Dataset items
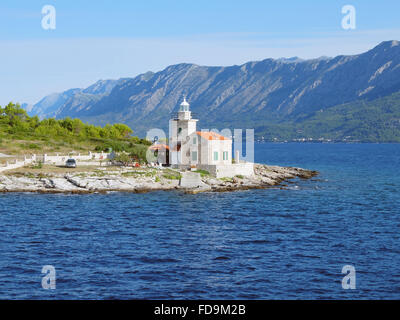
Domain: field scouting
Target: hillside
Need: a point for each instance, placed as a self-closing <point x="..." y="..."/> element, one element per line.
<point x="273" y="93"/>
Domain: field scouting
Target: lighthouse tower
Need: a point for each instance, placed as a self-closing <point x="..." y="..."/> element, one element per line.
<point x="180" y="129"/>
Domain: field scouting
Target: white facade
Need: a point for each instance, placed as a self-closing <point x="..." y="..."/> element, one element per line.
<point x="200" y="149"/>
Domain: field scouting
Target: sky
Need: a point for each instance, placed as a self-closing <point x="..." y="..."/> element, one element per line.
<point x="111" y="39"/>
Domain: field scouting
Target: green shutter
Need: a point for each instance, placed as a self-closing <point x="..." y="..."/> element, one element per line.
<point x="215" y="155"/>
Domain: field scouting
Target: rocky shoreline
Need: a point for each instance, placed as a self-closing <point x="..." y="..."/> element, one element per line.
<point x="144" y="180"/>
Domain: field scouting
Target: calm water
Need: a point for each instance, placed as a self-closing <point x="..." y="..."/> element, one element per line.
<point x="264" y="244"/>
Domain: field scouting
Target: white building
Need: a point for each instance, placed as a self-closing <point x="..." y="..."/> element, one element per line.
<point x="210" y="151"/>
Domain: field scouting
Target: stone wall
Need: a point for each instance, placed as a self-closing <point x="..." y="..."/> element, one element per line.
<point x="229" y="171"/>
<point x="54" y="159"/>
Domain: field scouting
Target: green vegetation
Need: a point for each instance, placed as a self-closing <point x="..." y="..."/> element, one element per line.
<point x="203" y="173"/>
<point x="22" y="134"/>
<point x="171" y="174"/>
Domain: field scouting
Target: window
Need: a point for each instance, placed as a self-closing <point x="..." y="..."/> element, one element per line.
<point x="215" y="155"/>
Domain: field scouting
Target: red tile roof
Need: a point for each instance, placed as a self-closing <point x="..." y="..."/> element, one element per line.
<point x="211" y="135"/>
<point x="159" y="147"/>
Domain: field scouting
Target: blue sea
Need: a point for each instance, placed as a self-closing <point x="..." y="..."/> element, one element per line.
<point x="279" y="243"/>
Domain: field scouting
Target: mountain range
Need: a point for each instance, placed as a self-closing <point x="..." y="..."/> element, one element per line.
<point x="280" y="98"/>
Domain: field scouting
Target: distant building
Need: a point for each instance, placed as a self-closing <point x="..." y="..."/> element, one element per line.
<point x="210" y="151"/>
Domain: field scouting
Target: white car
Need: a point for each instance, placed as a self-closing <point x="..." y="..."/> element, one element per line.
<point x="71" y="163"/>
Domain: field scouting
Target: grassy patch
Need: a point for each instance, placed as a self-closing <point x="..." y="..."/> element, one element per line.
<point x="203" y="173"/>
<point x="171" y="175"/>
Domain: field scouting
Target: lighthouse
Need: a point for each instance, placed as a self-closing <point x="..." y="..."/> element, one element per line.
<point x="181" y="128"/>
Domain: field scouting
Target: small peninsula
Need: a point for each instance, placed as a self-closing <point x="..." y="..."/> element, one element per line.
<point x="51" y="179"/>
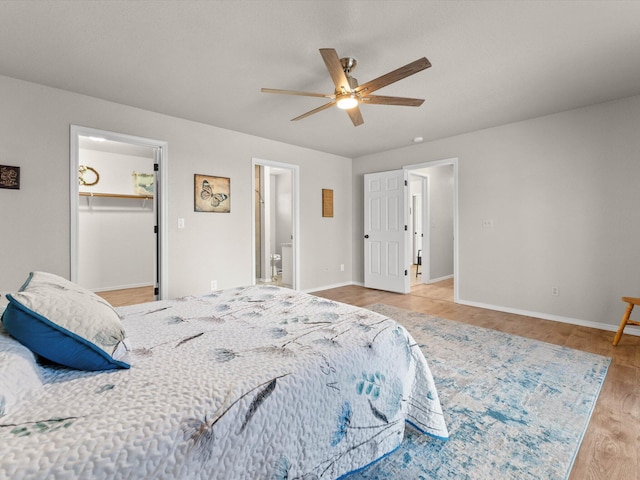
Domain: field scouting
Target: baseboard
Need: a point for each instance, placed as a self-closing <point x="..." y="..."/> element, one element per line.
<point x="436" y="280"/>
<point x="122" y="287"/>
<point x="329" y="287"/>
<point x="629" y="330"/>
<point x="556" y="318"/>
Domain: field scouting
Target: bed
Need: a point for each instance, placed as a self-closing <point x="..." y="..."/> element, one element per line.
<point x="256" y="382"/>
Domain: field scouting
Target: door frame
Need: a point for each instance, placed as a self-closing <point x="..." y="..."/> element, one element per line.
<point x="426" y="242"/>
<point x="160" y="197"/>
<point x="295" y="214"/>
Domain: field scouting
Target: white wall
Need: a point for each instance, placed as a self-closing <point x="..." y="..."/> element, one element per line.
<point x="34" y="127"/>
<point x="563" y="193"/>
<point x="440" y="228"/>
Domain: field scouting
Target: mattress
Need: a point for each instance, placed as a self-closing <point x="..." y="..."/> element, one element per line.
<point x="257" y="382"/>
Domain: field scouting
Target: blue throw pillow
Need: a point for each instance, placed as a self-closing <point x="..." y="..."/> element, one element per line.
<point x="65" y="323"/>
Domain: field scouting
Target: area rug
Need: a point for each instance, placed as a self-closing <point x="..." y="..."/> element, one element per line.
<point x="515" y="408"/>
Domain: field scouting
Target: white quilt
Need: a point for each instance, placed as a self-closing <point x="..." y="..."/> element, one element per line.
<point x="247" y="383"/>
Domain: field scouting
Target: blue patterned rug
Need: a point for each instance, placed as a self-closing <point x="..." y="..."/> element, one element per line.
<point x="515" y="408"/>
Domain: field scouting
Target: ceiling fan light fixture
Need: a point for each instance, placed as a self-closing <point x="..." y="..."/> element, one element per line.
<point x="346" y="102"/>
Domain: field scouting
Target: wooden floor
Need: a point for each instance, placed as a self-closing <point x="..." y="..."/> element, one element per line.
<point x="611" y="446"/>
<point x="128" y="296"/>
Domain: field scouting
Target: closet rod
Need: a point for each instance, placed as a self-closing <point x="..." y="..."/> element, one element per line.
<point x="115" y="195"/>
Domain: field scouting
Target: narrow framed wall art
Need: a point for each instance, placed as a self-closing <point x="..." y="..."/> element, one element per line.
<point x="212" y="194"/>
<point x="9" y="177"/>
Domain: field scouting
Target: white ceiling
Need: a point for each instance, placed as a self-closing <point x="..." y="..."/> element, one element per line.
<point x="494" y="62"/>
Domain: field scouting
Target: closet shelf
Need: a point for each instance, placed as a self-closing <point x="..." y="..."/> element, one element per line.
<point x="115" y="195"/>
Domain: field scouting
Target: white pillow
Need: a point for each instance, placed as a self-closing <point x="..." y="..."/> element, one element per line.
<point x="65" y="323"/>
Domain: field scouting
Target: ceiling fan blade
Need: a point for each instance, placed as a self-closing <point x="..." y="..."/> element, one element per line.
<point x="391" y="77"/>
<point x="355" y="116"/>
<point x="331" y="60"/>
<point x="294" y="92"/>
<point x="401" y="101"/>
<point x="315" y="110"/>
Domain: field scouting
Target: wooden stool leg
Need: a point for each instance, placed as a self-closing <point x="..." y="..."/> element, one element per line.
<point x="623" y="323"/>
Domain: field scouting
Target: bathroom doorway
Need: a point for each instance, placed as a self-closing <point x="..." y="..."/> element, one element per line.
<point x="275" y="224"/>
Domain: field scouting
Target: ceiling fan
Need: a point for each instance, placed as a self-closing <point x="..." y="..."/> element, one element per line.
<point x="349" y="95"/>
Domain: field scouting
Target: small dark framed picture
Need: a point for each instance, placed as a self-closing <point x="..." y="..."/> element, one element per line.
<point x="211" y="194"/>
<point x="9" y="177"/>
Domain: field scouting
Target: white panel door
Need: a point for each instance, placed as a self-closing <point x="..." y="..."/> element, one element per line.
<point x="385" y="231"/>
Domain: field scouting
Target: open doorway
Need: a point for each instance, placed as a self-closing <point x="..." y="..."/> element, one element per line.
<point x="117" y="209"/>
<point x="433" y="217"/>
<point x="275" y="223"/>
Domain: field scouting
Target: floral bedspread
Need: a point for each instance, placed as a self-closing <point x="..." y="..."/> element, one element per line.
<point x="248" y="383"/>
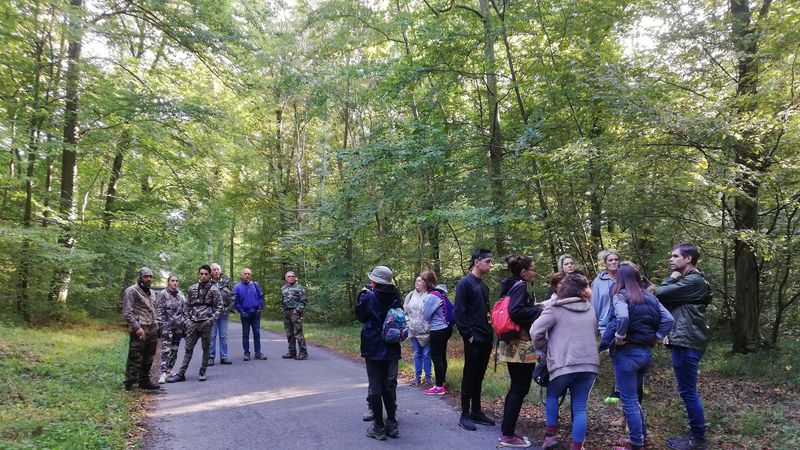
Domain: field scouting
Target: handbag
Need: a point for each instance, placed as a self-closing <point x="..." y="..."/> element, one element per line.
<point x="541" y="375"/>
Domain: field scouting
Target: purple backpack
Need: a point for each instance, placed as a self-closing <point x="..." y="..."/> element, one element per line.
<point x="449" y="314"/>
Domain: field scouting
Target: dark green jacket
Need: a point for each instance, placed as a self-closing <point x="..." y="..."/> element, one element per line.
<point x="687" y="298"/>
<point x="293" y="297"/>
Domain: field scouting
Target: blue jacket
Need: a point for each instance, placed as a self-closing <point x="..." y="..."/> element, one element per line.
<point x="371" y="308"/>
<point x="248" y="298"/>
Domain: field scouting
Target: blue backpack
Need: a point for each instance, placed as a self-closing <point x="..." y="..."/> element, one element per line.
<point x="449" y="313"/>
<point x="395" y="327"/>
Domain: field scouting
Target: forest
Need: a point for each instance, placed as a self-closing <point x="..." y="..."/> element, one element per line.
<point x="328" y="136"/>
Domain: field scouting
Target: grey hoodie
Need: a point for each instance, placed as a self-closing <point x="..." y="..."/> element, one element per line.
<point x="566" y="331"/>
<point x="601" y="299"/>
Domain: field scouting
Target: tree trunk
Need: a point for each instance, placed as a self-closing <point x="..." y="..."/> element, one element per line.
<point x="69" y="155"/>
<point x="747" y="334"/>
<point x="495" y="145"/>
<point x="230" y="254"/>
<point x="116" y="173"/>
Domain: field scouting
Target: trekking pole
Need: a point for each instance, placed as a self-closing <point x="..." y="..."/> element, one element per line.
<point x="496" y="351"/>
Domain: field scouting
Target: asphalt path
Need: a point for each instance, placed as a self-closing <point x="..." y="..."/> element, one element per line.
<point x="289" y="404"/>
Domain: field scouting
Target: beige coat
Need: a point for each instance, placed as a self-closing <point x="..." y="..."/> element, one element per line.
<point x="566" y="331"/>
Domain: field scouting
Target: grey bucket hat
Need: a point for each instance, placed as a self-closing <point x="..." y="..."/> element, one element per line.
<point x="381" y="275"/>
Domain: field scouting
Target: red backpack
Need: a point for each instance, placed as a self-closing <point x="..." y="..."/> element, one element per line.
<point x="505" y="328"/>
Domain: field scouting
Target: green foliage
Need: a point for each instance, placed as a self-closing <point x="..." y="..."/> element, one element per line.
<point x="62" y="387"/>
<point x="331" y="137"/>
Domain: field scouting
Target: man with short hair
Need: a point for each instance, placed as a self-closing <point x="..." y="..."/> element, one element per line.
<point x="686" y="294"/>
<point x="472" y="317"/>
<point x="203" y="307"/>
<point x="293" y="303"/>
<point x="249" y="301"/>
<point x="220" y="327"/>
<point x="138" y="309"/>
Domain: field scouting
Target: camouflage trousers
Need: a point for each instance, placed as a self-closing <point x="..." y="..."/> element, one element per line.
<point x="195" y="331"/>
<point x="293" y="324"/>
<point x="141" y="353"/>
<point x="170" y="341"/>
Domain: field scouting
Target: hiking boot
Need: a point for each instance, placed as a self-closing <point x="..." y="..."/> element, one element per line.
<point x="481" y="419"/>
<point x="686" y="443"/>
<point x="376" y="432"/>
<point x="176" y="378"/>
<point x="436" y="390"/>
<point x="513" y="441"/>
<point x="550" y="442"/>
<point x="368" y="416"/>
<point x="626" y="443"/>
<point x="612" y="398"/>
<point x="392" y="429"/>
<point x="466" y="424"/>
<point x="149" y="385"/>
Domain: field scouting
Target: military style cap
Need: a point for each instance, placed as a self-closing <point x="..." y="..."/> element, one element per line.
<point x="381" y="275"/>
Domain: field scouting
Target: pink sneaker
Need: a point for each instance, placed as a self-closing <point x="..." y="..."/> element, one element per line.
<point x="436" y="390"/>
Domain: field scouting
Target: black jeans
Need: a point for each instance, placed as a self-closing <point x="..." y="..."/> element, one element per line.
<point x="476" y="360"/>
<point x="438" y="342"/>
<point x="382" y="375"/>
<point x="521" y="375"/>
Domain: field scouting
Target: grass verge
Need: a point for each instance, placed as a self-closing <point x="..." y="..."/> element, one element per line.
<point x="746" y="406"/>
<point x="62" y="388"/>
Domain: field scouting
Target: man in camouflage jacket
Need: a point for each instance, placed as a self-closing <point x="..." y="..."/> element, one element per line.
<point x="220" y="328"/>
<point x="293" y="302"/>
<point x="138" y="309"/>
<point x="170" y="315"/>
<point x="203" y="306"/>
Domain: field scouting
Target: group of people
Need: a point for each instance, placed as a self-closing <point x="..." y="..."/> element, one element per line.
<point x="620" y="307"/>
<point x="202" y="314"/>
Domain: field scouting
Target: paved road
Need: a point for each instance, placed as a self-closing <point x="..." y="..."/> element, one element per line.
<point x="288" y="404"/>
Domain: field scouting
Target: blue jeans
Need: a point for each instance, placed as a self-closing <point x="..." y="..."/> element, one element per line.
<point x="251" y="321"/>
<point x="685" y="363"/>
<point x="422" y="358"/>
<point x="631" y="363"/>
<point x="579" y="385"/>
<point x="220" y="328"/>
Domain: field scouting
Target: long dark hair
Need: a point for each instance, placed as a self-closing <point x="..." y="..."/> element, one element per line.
<point x="630" y="279"/>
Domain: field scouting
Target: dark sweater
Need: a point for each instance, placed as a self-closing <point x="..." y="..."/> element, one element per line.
<point x="371" y="309"/>
<point x="520" y="304"/>
<point x="472" y="308"/>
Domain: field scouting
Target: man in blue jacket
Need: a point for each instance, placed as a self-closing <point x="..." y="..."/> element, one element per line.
<point x="249" y="301"/>
<point x="380" y="357"/>
<point x="686" y="294"/>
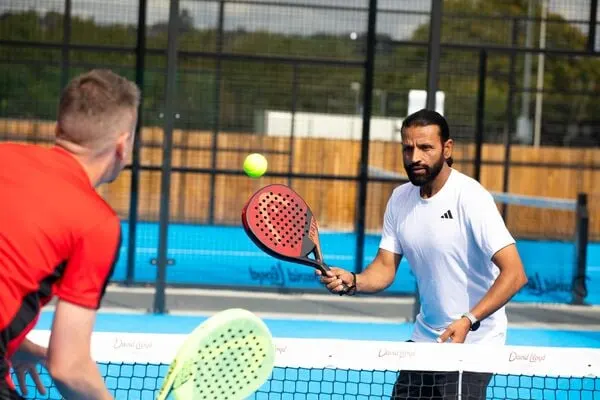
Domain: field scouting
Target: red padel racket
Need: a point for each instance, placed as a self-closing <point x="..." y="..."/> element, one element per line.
<point x="280" y="222"/>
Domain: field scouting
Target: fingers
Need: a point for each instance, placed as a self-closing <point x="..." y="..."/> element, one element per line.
<point x="443" y="338"/>
<point x="20" y="372"/>
<point x="38" y="382"/>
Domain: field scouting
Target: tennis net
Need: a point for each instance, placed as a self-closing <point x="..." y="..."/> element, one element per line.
<point x="134" y="366"/>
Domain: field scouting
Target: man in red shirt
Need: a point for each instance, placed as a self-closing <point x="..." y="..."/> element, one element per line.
<point x="58" y="237"/>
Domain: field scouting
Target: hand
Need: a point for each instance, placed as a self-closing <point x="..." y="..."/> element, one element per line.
<point x="338" y="280"/>
<point x="24" y="361"/>
<point x="457" y="331"/>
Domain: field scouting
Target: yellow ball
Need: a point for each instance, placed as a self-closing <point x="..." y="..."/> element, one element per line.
<point x="255" y="165"/>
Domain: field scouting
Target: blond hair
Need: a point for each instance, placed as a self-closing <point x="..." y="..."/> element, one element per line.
<point x="95" y="108"/>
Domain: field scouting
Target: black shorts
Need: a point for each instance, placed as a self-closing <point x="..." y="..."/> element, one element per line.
<point x="415" y="385"/>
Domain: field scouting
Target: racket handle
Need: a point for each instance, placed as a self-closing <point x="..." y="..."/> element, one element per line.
<point x="324" y="268"/>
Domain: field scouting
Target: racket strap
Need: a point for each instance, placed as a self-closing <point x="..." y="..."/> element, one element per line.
<point x="351" y="290"/>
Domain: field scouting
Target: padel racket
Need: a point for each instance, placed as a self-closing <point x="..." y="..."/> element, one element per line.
<point x="280" y="223"/>
<point x="227" y="357"/>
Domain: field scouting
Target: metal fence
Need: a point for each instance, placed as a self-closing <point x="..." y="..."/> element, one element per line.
<point x="221" y="78"/>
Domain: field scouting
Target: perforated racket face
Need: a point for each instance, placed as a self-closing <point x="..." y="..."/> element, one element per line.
<point x="282" y="221"/>
<point x="232" y="363"/>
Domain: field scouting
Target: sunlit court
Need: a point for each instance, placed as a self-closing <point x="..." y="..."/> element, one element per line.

Aim of the exercise | Collect every line above that contains the word "black" and copy each one out.

Task result |
Target: black jeans
Target: black shorts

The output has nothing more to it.